#### TEXT
☆ ☆ ☆ ☆ ☆

Percolation (downward movement of water through the soil) and lateral flow (horizontal subsurface water flow) are calculated together in a simultaneous equation because they influence each other.

An amount of rainfall or snowmelt (minus runoff) enters the top soil layer. Percolation through each soil layer depends on the amount of water entering the layer from above and the field capacity, porosity, and saturated conductivity of the soil layer. However, water never flows through a soil layer whose temperature is below freezing. Percolated water from each soil layer flows into the next layer, and water flowing out of the last layer is lost to the part of the soil we are simulating.

When the calculation of percolation is finished, the simulation makes two checks. First, it checks that no soil layer has an amount of soil water above its porosity, because that would be impossible. If any soil layer has more water than it can hold the extra water is passed back up the soil profile until the top soil layer is reached. If the top soil layer has more water than it can hold, the extra water is assumed to be sitting pooled on top of the soil. Second, the simulation accounts for the wicking of excess water up into layers that are less saturated (since the soil layers are connected, after all). If any soil layer has more water than its field capacity (the amount it holds after draining) and the layer above it has less than its field capacity, some of the excess water wicks up into the upper layer.

☆ ☆ ☆ ☆ ☆

#### SUPPLIED DATA

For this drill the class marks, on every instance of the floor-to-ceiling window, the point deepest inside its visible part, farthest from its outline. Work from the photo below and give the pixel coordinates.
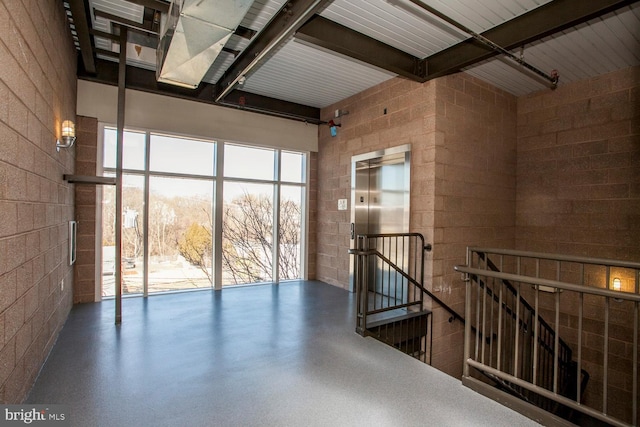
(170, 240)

☆ ☆ ☆ ☆ ☆

#### PROMPT
In the text on percolation, when does water never flow through a soil layer? The material after the text stands apart from it.

#### RESULT
When the layer's temperature is below freezing.